*What you should do*
In exact form, please repeat the records from their opening line down to the line with "positive clicks: (130, 324)", including that line.

——

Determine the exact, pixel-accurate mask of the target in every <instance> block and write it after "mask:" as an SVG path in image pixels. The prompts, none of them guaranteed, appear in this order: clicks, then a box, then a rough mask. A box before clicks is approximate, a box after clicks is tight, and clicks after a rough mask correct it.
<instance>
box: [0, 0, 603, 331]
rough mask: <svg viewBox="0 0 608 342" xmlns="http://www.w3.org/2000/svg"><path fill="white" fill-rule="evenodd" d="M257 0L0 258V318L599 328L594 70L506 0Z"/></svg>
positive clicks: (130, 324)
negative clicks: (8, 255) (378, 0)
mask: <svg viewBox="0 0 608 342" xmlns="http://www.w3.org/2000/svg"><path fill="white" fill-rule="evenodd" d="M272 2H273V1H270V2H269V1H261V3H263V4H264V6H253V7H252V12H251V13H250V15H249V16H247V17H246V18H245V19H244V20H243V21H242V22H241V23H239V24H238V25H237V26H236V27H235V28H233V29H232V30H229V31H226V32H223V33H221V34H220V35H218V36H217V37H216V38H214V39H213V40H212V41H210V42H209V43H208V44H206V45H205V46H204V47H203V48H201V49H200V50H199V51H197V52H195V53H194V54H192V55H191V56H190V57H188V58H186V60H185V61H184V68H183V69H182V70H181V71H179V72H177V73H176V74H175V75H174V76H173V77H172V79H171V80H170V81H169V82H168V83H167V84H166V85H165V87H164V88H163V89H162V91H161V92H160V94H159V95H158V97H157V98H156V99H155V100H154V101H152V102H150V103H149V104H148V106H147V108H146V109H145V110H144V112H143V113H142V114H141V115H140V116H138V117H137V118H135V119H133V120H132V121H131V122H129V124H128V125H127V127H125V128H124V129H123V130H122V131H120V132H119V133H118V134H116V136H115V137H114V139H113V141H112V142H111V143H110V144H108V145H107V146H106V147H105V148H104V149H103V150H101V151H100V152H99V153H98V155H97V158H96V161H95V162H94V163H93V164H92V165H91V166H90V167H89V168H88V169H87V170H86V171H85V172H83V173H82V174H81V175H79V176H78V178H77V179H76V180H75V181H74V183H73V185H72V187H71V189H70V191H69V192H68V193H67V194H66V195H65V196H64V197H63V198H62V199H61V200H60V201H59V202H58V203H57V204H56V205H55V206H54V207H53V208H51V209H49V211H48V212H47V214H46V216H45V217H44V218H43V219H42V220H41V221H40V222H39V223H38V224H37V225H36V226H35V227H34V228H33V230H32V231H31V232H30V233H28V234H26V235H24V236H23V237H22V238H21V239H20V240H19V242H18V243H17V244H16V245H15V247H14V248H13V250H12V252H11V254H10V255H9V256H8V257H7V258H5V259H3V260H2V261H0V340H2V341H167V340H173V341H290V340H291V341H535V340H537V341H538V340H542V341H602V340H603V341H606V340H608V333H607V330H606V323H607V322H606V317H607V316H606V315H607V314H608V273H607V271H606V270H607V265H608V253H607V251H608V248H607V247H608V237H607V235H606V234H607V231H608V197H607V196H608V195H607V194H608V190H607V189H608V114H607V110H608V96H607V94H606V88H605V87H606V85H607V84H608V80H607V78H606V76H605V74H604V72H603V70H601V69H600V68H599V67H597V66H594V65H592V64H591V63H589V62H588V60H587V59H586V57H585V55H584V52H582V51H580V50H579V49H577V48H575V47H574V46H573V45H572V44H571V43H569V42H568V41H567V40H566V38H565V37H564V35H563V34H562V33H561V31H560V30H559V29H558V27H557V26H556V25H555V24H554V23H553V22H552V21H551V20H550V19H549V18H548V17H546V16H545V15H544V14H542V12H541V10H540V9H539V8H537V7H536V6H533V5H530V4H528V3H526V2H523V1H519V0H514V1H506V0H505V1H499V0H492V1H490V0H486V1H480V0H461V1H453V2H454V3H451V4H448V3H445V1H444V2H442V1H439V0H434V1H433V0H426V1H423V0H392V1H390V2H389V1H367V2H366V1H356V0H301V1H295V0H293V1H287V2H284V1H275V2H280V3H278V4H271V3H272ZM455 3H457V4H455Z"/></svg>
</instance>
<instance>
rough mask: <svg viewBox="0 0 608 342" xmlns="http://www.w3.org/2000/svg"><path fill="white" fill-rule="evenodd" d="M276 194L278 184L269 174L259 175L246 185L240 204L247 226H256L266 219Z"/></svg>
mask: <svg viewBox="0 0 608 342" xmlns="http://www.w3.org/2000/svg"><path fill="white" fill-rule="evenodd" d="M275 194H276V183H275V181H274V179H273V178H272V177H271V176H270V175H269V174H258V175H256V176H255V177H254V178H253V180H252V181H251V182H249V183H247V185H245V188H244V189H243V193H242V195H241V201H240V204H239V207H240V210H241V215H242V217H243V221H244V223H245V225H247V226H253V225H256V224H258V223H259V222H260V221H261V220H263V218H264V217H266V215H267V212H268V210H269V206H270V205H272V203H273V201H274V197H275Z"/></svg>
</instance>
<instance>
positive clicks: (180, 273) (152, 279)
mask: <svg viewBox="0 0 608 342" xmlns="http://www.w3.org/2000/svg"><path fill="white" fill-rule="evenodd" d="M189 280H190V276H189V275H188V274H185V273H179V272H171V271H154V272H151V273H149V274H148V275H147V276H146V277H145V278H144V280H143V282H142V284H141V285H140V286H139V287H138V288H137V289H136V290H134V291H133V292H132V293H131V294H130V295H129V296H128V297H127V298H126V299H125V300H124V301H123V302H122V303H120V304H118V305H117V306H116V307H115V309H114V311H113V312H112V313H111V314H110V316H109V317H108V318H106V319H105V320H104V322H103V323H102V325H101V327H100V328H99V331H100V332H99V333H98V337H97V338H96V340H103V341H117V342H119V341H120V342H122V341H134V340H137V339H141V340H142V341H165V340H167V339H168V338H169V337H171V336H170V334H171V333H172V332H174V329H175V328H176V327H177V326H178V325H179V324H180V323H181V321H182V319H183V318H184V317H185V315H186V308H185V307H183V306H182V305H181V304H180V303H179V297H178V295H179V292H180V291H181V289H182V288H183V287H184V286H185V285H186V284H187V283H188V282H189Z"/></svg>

——

*Task result*
Determine the exact, pixel-accurate mask of the target in every <instance> block and write it after "mask:" as an SVG path in image pixels. The prompts, none of them guaranteed, appear in this order: clicks, then a box, then a rough mask. A box before clicks is approximate, a box after clicks is tight, and clicks after a rough mask correct it.
<instance>
box: [0, 0, 603, 331]
rough mask: <svg viewBox="0 0 608 342" xmlns="http://www.w3.org/2000/svg"><path fill="white" fill-rule="evenodd" d="M257 0L0 258V318L599 328L594 70L506 0Z"/></svg>
positive clicks: (130, 324)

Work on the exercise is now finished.